Selected passage:
****

He wasn’t perhaps sitting at the top of my personal pantheon of Jazz, but one of his track most definitely is.

But I was cool has to be the most hilariously infectious tune ever howled by a talented musician this side of the Funk belt, and the only way you should spend your next 2 minutes 55 seconds.

And until my bandwidth freezes over, or the vindicative Gods of Copyrighted Music kick me in the karma nuts, I’m gonna put the track for download on my server: please be nice and buy the album, it is well worth it. The trial sample is right here.

Today: a Game!

A real game. With winners, losers, gladiators, wild beasts and blood. Lots of blood!

OK. Perhaps no blood, to start with. But we are hard at work incorporating this element for further installments…

The Rules

Perhaps you noticed there was a strange air of déjà-dit to my last pre-logged post. In fact, one single person noticed it: I’m slightly disappointed in you, dear readers, I thought we were all playing at a higher plane, already… somewhere high above the clouds and the mass of the vulgar and the ignorant. Apparently not.

For the thick and obtuse, let me cut it out clear as crystal meth:

The previous entry (italicized introduction excepted) is entirely composed of lyrics stolen from miscellaneous musical pieces performed at some point during the past 2000 years or so.

****

Exercise prompt:
Write out word for word the part of the blog post that begins with the words containing "Perhaps you noticed" and ends with "ignorant. Apparently not.". The lines that follow the blog post play no part in this.

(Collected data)
****

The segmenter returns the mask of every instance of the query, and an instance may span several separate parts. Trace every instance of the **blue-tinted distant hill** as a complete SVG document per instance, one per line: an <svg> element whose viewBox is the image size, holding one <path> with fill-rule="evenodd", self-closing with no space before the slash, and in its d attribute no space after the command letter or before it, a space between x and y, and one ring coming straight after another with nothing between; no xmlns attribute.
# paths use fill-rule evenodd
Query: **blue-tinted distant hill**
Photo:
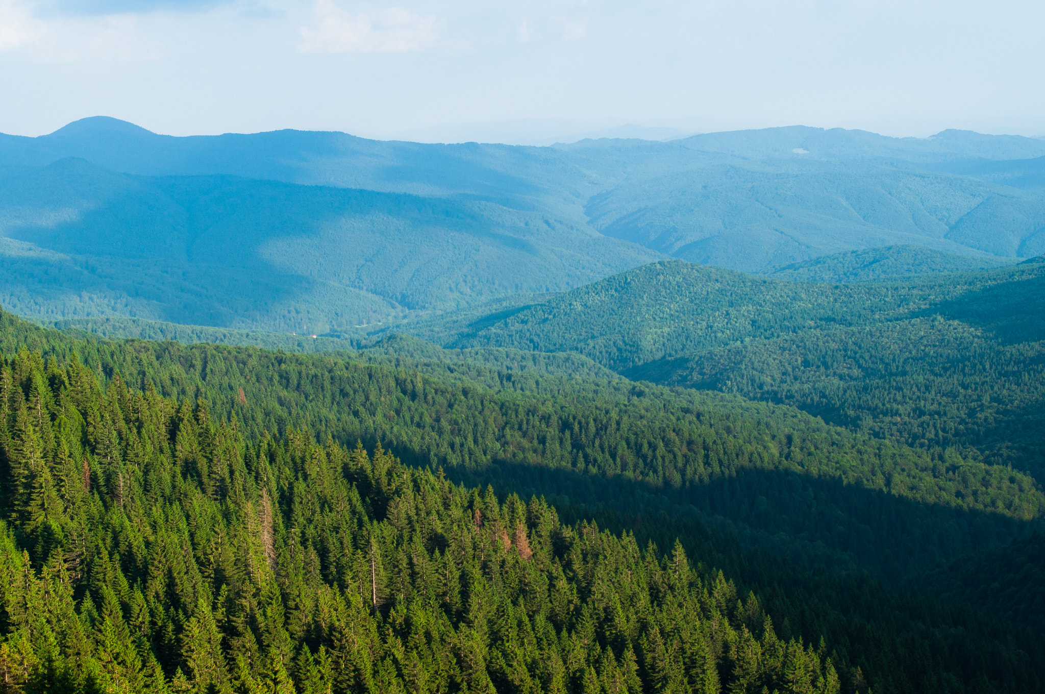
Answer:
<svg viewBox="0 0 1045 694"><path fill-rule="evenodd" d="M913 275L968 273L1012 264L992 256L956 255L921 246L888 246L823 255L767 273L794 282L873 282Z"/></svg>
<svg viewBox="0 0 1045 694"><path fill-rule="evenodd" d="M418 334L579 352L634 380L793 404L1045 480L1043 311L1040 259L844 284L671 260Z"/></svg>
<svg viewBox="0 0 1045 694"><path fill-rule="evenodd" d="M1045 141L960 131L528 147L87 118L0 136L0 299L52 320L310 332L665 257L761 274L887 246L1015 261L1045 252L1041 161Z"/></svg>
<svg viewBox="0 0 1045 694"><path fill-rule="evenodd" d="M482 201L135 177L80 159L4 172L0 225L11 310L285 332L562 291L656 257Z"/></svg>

****

Output of the task:
Perhaps you noticed there was a strange air of déjà-dit to my last pre-logged post. In fact, one single person noticed it: I’m slightly disappointed in you, dear readers, I thought we were all playing at a higher plane, already… somewhere high above the clouds and the mass of the vulgar and the ignorant. Apparently not.